--- Start of Extracted data ---
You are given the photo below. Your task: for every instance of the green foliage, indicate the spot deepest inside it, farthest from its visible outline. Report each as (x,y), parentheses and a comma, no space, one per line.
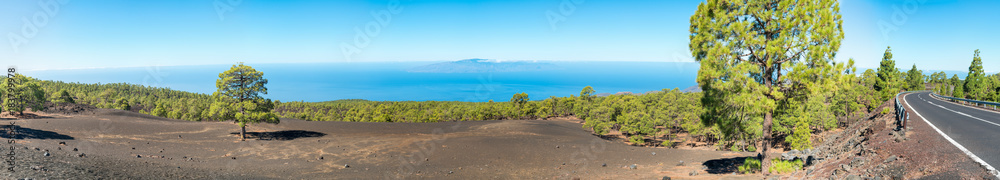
(62,97)
(887,83)
(238,98)
(587,92)
(750,165)
(26,93)
(915,79)
(800,138)
(782,166)
(759,59)
(959,92)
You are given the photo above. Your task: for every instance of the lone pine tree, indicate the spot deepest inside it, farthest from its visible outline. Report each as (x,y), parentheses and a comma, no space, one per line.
(758,56)
(238,98)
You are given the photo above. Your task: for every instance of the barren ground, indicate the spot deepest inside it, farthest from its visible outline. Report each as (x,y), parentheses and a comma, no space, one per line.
(125,145)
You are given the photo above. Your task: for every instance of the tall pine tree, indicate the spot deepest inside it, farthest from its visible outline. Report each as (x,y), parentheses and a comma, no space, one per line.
(759,56)
(238,98)
(974,86)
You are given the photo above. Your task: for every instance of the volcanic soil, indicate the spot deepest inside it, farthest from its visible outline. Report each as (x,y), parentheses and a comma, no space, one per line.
--- End of Extracted data ---
Could you copy out everything from the item containing "of the barren" down to the last item, and shift each coordinate answer by adding 121 to every number in it?

You are given the photo above. Your task: for every instance of the barren ground, indicate the spot deepest inside it, farthest from its visible outline. Report each as (x,y), parentheses and a comma, no space, one per line.
(246,266)
You are given the photo above. Your task: for every instance of the tall pine tree, indicate the spot deepest inside it, farthest from its visible outline. Report each as (x,y), parentheses and a comma, no space, one per line.
(880,177)
(359,219)
(1095,207)
You are given the photo above. Your task: for every instance of the volcanic soil, indicate the spot deepest inside it, farthest from its visible outline. Report each as (x,y), parentheses and a comma, no space, one per line.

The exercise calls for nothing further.